* _Given task_: Report every line in the records below that contains the word "green".

* _Provided records_:
┌──

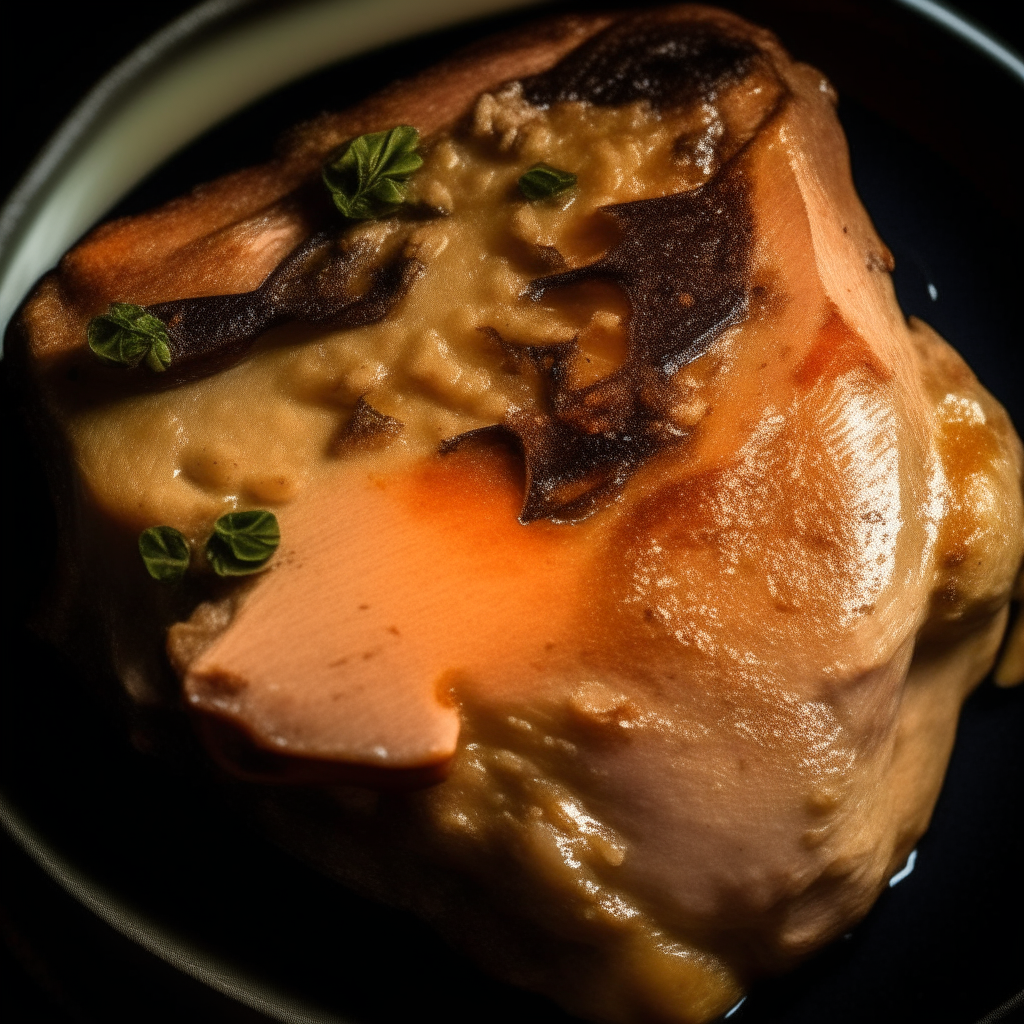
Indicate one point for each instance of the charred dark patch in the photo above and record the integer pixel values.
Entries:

└──
┌──

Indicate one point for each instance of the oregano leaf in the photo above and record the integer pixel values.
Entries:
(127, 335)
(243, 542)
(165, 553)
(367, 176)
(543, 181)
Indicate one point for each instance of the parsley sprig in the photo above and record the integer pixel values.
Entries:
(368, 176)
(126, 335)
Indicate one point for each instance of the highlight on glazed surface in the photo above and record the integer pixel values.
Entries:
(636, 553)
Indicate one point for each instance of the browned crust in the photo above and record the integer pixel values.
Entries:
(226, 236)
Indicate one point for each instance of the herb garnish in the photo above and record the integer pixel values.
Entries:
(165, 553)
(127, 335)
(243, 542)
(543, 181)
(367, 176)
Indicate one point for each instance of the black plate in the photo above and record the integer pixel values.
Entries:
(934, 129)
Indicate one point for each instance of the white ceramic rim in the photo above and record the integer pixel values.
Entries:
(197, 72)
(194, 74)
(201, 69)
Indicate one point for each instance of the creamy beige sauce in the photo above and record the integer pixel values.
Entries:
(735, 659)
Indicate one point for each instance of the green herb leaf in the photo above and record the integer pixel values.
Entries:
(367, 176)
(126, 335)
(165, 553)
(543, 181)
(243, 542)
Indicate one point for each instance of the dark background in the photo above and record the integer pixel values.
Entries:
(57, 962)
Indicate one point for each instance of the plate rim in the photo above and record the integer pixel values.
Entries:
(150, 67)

└──
┌──

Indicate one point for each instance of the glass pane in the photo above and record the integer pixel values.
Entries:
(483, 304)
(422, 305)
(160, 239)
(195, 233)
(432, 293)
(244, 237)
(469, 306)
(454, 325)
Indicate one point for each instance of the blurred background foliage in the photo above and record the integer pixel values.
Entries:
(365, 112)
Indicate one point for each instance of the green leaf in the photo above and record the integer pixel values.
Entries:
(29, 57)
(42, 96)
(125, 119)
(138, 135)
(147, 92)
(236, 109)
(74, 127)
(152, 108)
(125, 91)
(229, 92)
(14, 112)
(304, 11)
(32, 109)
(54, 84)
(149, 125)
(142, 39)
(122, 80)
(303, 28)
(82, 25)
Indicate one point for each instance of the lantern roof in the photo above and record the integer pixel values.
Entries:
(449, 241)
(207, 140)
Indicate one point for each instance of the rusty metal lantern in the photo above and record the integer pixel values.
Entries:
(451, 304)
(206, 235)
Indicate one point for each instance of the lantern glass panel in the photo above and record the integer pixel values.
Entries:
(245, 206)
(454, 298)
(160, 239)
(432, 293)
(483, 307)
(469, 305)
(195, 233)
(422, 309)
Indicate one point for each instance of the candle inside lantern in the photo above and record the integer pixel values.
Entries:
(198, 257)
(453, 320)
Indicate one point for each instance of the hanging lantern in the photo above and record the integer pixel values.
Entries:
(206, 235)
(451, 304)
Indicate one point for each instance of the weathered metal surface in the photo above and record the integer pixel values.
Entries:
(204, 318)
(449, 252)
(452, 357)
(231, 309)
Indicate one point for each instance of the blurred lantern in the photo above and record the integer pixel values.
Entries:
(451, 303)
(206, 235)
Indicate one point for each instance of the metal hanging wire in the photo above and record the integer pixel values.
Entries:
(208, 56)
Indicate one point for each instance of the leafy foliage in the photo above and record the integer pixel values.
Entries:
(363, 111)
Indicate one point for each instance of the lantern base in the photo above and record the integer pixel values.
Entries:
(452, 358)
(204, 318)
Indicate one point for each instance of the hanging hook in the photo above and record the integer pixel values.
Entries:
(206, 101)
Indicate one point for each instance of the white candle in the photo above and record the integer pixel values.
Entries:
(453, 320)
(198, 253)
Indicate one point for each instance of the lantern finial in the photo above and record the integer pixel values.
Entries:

└──

* _Exercise solution_:
Indicate one point for each instance of the green herb leaf in the photo above and record the integer pixel values.
Indicate one point for each instance of the green leaf in the photo above and record the integer pixel values.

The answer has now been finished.